=== Passage extrait ===

Depuis deux décennies, la question des retraites occupe régulièrement le devant de la scène publique… Quelles réformes de fond, seraient, selon vous, à entreprendre ?

Je viens tout juste de sortir de la Commission pour les EHPAD (Établissement d’Hébergement pour Personnes Âgées Dépendantes). Je peux vous dire que je connais ces structures en tant que médecin, car j’étais en train d’effectuer des visites il y a encore quelques mois… Aujourd’hui, les EHPAD sont clairement devenus des établissements de fin de vie, où l’espérance de vie ne dépasse pas 2 ans. Le problème est qu’on maintient les personnes âgées à domicile le plus longtemps possible avec beaucoup de moyens, de médecins, des infirmières et du personnel. Les personnes vont donc à l’EHPAD de plus en plus tardivement, quand il n’y a vraiment plus de possibilité pour les garder à domicile.
D’où la vraie nécessité de créer une structure intermédiaire, moins médicalisée et plus conviviale pour les personnes qui quittent l’hôpital et ne peuvent pas encore rentrer chez elles, car n’étant que peu dépendantes, par exemple. Ces structures doivent aussi exister dans les petits villages afin que les gens puissent rester dans un environnement qui leur soit familier. Certes, si actuellement, les familles d’accueil et les partenariats existent, ils doivent, incontestablement, être davantage développés.

Il y a en France un double problème : celui des déserts médicaux et celui d’une organisation inadéquate de l’offre médicale. Les médecins ne se déplacent plus, les personnes âgées ne peuvent, souvent, plus sortir de chez elles pour visiter un praticien et on les renvoie de plus en plus rapidement au domicile pour libérer des places dans les hôpitaux. Que faire ?

En effet, le premier problème est celui de la disponibilité et de l’accès au médecin. Là-dessus, j’ai une proposition : je trouve qu’une infirmière, dans certains cas, pourrait prendre davantage de responsabilités. Il y a déjà des formations plus poussées qui existent. Attention : l’infirmière ne peut pas faire le diagnostic et prescrire un médicament. Mais en tant que médecin, j’ai un certain nombre d’infirmières avec qui je travaille et qui ont mon numéro de portable. Elles peuvent donc, sans problème, m’envoyer une photo du patient en expliquant ce qui ne va pas et me demander conseil. Ce n’est pas de la télé-médecine, puisqu’à l’autre bout du fil, j’ai quelqu’un qui est compétent, qui a une formation médicale et à qui je fais confiance.

=== Extraits de données ===

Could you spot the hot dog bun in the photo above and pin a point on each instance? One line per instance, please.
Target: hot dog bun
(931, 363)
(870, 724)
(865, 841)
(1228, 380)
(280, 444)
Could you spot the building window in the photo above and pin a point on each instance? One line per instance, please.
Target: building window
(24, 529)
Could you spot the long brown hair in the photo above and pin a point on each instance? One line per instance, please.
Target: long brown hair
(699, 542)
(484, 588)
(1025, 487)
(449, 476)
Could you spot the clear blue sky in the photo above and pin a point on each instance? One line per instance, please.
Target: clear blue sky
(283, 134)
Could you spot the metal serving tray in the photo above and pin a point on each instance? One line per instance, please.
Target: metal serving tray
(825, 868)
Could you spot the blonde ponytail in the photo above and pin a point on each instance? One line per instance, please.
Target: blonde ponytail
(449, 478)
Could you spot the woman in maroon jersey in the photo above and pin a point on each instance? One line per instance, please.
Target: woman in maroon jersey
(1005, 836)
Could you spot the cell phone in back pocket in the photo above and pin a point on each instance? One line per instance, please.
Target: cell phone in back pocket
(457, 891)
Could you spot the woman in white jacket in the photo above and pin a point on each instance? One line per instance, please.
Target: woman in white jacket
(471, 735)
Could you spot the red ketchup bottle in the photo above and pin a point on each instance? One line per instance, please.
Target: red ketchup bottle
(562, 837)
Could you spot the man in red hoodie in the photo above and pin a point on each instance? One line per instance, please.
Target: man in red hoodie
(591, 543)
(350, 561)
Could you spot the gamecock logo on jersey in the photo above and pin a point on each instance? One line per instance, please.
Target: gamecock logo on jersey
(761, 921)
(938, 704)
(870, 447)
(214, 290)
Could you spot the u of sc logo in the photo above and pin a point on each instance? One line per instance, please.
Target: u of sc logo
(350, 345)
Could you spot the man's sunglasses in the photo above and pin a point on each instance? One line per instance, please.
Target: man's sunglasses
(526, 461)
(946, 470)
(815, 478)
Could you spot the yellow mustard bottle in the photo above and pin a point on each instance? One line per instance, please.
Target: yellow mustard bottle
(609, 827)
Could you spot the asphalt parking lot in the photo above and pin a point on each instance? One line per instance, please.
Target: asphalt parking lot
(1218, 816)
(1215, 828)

===

◆ Tâche à réaliser ◆
Écrivez la suite du texte sur les EHPAD et l'accès aux soins, en reprenant juste après sa dernière phrase. Ces enregistrements proviennent d'une autre source que le texte.

◆ Réponse attendue ◆
Le deuxième point concerne l’accueil temporaire démédicalisé. Il faut envisager des structures où l’on peut placer des personnes qui ne peuvent pas rentrer à domicile et qui ont besoin de quelqu’un qui puisse les aider, mais qui n’est pas forcément une aide-soignante.

Justement, la question des aidants est-elle, aujourd’hui suffisamment prise en compte ?

Très clairement non. Il faut évidemment renforcer le nombre d’aides-soignants dans les structures, mais aussi le soutien et la valorisation de ce qu’ils font, de leur travail, de leur formation du point de vue de l’évolution de carrière et de la rémunération.

Quelle est la situation de la France sur les retraites, en comparaison avec ses voisins européens ?

C’est très variable… Du point de vue des statistiques, le Danemark utilise 3% de son PIB à la prise en charge des ainés, tandis que nous sommes à 1% seulement. Aussi, l’accès aux structures privées au Danemark n’existe pas, car ils considèrent que l’on ne doit pas faire de l’argent sur le vieillissement de la population. Après, dans les pays du sud, ce n’est pas la même vision.
La prise en charge doit-elle être lucrative ou pas pour les établissements ? C’est une vraie question, en effet…

Vous êtes médecin… Quel diagnostic faites-vous de la situation socio-médicale de notre pays ?

Je trouve qu’en France, le système fonctionne quand-même assez bien. Nous avons un accès aux soins qui reste confortable, avec un coût de prise en charge très modéré. En revanche, il y a un virage numérique que nous avons besoin d’adopter davantage. Par exemple, le vrai problème aujourd’hui, c’est qu’on est absolument incapable d’avoir un dossier médical partagé ! Vous avez votre médecin, il a votre traitement, mais si vous allez aux urgences, personne n’est au courant ! Vous ne pouvez pas faire transmettre votre dossier. Il faut donc, vous l’aurez compris, créer un dossier médical partagé où tous les acteurs, non seulement les médecins, mais aussi les infirmiers et les pharmaciens ajoutent des informations. C’est clairement l’avenir !

La deuxième chose concerne la télémédecine. Cependant, quand je vois les cabines où l’on peut faire un diagnostic, je reste malgré tout très prudent. La télémédecine ne peut pas travailler à la place du médecin, mais le médecin peut être plus efficace grâce à la télémédecine.

Vous vous occupez seulement du domaine médical ? En dehors de cela, qu’est-ce qui vous tient à cœur ?

Oui, en effet. Aujourd’hui, nous avons 36 000 petites communes en France. Certes, si cela ne manque pas de charme, j’aimerais toutefois que l’on arrive à les regrouper…

Le 1er février, vos remarques ont fait polémique lorsque vous avez refusé de reconnaître le burn-out en tant que maladie professionnelle… Pourriez-vous expliquer votre point de vue ?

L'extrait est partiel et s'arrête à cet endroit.